** BEGIN SELECTION **

I have encountered another case where deleteByQuery fails. It fails for
when i have a catalogueId value "waaaaaaaaaaaawwwwwwwwwwwwwwwwwwqqqqqqqq"
and thus issue the query ( {!term
f=catalogueId}waaaaaaaaaaaawwwwwwwwwwwwwwwwwwqqqqqqqq). One of my customers
just reported this now. Any ideas why a value like that when issued in a
deleteByQuery should be wiping out the entire index?

Thanks.

On Thu, Sep 27, 2012 at 2:27 PM, Kissue Kissue <kissue...@gmail.com> wrote:

> Actually this problem occurs even when i am doing just deletes. I tested
> by sending only one delete query for a single catalogue and had the same
> problem. I always optimize once.
>
> I changed to the syntax you suggested ( {!term f=catalogueId}Emory Labs)
> and works like a charm. Thanks for the pointer, saved me from another issue
> that could have occurred at some point.
>
> Thanks.

** END SELECTION **
** BEGIN SUPPLIED INFORMATION **

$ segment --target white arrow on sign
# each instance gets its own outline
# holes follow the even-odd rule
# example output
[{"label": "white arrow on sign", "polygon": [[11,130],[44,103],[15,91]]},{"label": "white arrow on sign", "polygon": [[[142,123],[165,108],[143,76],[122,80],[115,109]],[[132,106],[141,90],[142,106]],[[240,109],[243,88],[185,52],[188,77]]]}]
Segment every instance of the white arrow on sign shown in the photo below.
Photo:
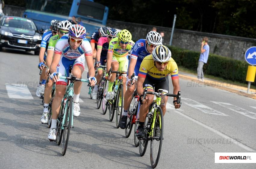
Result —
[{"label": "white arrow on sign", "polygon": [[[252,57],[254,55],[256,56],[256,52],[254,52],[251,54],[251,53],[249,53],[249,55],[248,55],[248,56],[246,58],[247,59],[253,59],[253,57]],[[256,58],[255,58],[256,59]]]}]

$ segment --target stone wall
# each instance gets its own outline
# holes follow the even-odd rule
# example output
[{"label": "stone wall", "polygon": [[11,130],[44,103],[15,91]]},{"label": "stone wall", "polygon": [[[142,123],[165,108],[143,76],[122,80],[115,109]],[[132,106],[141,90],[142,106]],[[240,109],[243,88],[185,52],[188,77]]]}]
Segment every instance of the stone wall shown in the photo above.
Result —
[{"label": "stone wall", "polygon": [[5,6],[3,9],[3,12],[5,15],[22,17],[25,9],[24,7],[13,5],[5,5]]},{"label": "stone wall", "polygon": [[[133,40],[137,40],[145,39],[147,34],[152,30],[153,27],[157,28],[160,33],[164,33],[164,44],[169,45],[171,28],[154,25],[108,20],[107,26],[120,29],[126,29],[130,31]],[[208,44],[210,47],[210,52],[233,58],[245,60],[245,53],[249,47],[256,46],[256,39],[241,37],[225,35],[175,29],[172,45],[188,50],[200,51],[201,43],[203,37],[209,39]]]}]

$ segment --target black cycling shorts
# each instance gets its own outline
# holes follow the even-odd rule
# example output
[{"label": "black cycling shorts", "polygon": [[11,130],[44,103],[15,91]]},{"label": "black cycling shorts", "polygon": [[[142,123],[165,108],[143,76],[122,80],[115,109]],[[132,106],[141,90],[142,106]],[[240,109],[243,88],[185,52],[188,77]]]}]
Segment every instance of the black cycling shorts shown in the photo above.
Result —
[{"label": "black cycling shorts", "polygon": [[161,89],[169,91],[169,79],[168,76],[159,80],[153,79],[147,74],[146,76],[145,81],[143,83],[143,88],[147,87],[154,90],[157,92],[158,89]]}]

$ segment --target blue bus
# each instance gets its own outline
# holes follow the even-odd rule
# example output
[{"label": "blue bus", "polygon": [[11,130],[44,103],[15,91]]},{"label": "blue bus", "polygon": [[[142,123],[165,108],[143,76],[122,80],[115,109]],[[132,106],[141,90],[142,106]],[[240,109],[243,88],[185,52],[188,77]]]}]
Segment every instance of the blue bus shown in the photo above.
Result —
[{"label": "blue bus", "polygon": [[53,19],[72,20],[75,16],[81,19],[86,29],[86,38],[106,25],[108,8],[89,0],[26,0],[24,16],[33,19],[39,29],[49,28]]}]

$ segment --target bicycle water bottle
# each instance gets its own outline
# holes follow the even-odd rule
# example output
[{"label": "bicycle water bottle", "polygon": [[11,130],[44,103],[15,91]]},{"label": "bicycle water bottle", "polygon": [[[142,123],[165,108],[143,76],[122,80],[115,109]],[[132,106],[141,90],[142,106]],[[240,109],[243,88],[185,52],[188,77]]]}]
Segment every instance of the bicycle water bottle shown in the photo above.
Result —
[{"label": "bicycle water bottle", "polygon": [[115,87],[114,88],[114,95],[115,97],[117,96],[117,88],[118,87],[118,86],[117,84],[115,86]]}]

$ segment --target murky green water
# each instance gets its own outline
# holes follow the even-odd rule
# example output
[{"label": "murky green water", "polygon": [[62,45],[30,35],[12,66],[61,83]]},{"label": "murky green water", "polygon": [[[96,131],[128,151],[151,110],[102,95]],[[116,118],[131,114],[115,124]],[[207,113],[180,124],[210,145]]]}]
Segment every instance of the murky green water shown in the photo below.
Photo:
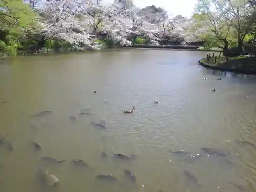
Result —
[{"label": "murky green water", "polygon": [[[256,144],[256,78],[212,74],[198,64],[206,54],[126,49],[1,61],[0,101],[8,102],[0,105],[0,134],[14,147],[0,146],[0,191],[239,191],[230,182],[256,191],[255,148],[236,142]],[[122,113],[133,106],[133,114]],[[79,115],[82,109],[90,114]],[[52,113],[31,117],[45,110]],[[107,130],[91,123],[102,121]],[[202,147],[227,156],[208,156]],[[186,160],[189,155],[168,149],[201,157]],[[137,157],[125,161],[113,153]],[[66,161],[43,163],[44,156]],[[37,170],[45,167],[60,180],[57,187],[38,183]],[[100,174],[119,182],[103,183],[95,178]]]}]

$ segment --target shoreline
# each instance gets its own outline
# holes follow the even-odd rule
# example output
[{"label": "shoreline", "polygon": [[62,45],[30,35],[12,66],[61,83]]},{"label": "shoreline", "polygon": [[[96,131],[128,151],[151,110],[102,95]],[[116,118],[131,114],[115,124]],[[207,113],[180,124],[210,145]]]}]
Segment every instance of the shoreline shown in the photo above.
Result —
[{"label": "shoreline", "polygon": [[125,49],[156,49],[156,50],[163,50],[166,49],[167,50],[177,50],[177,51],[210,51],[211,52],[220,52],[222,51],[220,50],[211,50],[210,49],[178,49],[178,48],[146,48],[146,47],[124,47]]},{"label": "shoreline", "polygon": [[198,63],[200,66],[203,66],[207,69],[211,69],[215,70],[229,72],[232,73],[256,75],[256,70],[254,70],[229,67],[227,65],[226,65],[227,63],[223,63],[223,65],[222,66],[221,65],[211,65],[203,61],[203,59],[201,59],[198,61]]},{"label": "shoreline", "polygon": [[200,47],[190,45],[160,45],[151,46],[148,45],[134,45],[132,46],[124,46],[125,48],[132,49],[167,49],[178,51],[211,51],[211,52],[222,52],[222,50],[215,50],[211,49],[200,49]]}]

** END SUPPLIED INFORMATION **
** BEGIN SUPPLIED INFORMATION **

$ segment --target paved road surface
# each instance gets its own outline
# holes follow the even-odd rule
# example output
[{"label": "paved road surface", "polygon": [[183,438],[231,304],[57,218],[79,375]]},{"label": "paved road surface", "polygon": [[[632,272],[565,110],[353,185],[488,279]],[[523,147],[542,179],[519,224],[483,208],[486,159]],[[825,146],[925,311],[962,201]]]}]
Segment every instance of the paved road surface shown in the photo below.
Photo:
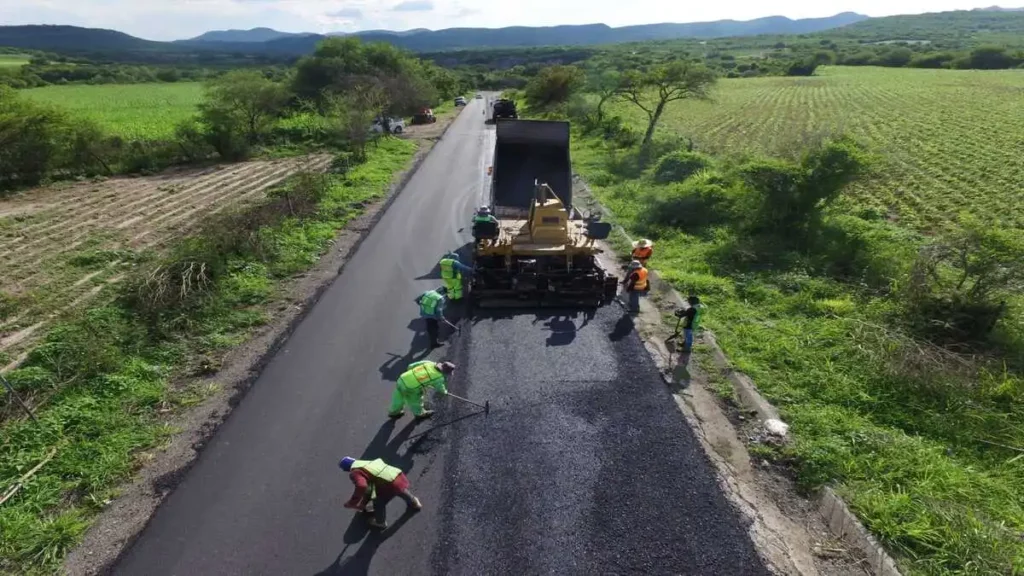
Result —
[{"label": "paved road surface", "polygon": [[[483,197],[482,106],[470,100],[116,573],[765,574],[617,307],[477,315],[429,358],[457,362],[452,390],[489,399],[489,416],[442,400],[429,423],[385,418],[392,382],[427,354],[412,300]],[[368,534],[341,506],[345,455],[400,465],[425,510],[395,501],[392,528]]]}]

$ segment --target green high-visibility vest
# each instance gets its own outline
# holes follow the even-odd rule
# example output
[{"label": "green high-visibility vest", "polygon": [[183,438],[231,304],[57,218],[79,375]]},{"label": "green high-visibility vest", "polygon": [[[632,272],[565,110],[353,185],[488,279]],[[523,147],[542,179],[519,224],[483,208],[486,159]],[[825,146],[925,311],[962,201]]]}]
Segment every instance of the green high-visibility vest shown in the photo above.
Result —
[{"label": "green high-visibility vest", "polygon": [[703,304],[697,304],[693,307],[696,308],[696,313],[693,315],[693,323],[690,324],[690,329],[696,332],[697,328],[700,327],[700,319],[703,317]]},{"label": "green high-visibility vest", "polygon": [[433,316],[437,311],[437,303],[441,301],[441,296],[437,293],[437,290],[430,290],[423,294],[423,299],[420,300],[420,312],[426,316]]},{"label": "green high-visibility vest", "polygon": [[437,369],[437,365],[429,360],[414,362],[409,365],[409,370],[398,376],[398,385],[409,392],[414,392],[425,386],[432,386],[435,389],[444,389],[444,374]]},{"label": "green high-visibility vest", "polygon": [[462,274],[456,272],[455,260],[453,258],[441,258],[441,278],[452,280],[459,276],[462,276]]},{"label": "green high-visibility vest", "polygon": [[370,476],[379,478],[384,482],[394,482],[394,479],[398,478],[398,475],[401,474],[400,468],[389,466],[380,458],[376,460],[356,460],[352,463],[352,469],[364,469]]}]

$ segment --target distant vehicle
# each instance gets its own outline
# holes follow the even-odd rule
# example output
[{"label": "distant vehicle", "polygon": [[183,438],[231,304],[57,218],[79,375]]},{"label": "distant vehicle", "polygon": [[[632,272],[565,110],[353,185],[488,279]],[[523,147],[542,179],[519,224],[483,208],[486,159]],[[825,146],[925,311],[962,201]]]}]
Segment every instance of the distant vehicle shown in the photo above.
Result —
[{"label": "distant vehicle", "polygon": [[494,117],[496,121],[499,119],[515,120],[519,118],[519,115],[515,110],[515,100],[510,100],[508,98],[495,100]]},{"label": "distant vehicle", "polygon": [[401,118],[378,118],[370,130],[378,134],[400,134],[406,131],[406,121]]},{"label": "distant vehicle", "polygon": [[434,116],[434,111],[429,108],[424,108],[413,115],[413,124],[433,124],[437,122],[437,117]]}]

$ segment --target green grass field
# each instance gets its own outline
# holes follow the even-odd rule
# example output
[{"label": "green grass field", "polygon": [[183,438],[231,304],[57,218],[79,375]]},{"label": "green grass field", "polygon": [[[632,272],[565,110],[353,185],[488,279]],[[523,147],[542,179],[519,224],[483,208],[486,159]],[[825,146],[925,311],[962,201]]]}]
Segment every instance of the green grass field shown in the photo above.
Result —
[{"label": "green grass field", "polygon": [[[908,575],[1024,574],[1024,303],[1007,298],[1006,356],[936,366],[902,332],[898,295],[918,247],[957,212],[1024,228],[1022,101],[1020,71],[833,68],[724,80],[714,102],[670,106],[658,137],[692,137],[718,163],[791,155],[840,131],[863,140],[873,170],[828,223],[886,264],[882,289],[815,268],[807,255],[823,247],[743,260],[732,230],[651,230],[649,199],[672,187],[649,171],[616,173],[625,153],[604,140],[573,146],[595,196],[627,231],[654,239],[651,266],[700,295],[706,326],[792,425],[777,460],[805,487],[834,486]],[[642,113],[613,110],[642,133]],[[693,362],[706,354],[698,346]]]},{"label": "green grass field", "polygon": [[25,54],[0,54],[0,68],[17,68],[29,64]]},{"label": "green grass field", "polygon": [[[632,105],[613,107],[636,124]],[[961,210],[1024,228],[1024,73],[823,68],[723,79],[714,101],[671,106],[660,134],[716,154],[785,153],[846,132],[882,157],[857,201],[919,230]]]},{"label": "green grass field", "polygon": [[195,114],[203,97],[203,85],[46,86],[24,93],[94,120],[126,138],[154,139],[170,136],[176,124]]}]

** END SUPPLIED INFORMATION **

▶ **WHAT NEEDS TO BE DONE**
In the deleteByQuery thread, what basis does the quoted earlier message give for saying the problem occurs even when only deletes are being done? Answer in one to three sentences.

▶ **TASK ANSWER**
The writer tested by sending only one delete query for a single catalogue and had the same problem.